**Listing:**
+-------+
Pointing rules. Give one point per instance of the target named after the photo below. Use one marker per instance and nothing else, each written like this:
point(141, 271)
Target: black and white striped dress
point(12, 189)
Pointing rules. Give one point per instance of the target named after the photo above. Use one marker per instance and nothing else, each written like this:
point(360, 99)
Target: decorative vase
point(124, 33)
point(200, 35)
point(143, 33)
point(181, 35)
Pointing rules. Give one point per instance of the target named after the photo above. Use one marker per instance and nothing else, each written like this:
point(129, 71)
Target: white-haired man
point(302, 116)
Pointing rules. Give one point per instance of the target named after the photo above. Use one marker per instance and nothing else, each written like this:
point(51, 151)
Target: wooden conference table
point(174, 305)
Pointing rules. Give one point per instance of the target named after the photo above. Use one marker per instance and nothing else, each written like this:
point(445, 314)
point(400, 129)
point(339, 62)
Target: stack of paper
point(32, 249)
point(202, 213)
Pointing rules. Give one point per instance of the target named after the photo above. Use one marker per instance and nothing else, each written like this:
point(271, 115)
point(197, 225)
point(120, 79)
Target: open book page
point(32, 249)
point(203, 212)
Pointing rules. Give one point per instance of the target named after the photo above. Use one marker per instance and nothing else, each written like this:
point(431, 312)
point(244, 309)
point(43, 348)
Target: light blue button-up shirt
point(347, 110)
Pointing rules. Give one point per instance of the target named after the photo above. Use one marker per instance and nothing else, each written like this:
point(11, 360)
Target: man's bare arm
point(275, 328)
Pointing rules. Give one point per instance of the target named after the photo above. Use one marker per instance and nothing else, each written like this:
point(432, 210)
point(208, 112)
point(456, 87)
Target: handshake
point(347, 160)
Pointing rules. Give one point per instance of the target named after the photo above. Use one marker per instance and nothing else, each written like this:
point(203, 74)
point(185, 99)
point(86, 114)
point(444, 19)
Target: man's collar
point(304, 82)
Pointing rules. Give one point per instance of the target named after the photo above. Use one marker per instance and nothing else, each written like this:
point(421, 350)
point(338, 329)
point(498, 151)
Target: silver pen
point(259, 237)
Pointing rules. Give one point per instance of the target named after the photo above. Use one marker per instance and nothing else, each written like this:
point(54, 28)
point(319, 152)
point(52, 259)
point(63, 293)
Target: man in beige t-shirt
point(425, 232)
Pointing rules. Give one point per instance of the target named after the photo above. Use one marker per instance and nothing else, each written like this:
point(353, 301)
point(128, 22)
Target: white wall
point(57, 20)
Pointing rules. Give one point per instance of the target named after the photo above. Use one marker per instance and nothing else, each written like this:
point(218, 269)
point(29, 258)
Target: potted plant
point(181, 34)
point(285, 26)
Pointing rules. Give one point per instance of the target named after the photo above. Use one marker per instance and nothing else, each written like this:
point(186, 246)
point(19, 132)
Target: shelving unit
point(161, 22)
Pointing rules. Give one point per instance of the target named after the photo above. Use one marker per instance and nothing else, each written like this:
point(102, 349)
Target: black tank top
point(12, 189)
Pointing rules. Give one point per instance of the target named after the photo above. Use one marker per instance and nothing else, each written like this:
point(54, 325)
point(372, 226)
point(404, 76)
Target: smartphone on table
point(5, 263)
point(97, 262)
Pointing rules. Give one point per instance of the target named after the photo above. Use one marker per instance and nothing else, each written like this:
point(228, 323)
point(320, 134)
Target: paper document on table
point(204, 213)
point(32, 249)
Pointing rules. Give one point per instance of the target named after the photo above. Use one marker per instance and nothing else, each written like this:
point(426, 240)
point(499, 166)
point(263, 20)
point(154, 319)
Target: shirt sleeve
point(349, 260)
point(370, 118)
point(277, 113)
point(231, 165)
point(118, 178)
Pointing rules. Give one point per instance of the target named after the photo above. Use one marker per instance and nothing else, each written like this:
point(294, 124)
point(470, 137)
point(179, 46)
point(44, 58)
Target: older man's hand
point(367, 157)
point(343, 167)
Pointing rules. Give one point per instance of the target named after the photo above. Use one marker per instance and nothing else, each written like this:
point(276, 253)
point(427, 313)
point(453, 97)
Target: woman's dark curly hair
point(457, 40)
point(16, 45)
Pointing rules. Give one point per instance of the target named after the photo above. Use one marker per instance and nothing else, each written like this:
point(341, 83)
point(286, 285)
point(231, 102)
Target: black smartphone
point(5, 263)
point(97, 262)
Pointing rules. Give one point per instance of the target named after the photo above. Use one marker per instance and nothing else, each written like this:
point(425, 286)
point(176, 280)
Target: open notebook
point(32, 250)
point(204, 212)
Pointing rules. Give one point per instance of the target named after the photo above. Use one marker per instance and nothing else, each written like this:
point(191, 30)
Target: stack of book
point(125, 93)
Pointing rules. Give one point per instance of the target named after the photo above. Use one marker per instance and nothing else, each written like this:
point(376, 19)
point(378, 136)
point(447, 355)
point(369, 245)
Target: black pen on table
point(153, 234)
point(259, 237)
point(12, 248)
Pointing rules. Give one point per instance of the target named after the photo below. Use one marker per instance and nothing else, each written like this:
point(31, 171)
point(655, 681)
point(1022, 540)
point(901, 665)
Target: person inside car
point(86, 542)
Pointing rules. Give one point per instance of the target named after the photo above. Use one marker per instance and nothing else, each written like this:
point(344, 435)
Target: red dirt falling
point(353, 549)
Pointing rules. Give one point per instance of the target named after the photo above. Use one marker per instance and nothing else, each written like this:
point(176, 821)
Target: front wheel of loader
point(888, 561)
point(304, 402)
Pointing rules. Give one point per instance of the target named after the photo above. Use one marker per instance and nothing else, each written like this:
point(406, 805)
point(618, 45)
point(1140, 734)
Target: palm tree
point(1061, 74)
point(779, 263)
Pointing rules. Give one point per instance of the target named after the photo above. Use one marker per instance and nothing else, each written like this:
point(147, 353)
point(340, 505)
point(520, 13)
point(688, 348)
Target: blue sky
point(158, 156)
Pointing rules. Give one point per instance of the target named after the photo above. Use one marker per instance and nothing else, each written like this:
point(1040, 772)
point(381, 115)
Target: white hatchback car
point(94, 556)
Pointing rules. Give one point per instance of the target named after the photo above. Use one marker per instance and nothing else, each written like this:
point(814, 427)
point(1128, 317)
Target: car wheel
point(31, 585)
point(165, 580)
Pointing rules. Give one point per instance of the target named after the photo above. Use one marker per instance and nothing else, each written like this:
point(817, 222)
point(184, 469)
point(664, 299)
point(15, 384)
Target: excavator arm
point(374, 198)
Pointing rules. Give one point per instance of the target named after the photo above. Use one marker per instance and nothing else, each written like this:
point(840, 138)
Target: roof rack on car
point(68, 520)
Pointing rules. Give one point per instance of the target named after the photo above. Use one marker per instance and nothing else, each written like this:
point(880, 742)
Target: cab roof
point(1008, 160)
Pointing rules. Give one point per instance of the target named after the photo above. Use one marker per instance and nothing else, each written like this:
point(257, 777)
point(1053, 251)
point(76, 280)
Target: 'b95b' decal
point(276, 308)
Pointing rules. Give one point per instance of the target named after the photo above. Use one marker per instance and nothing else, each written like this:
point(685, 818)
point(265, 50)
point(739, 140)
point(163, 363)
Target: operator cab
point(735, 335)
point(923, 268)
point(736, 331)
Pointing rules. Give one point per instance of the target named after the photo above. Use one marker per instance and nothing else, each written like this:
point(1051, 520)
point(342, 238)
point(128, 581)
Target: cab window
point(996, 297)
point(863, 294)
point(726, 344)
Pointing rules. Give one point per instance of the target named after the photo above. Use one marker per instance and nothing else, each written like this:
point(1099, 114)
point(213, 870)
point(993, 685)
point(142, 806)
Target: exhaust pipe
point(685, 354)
+-------+
**What is expected:**
Report every line of the listing above that contains the string "roof", copying each such line in full.

**Solved problem:**
Target: roof rack on car
Target: cab roof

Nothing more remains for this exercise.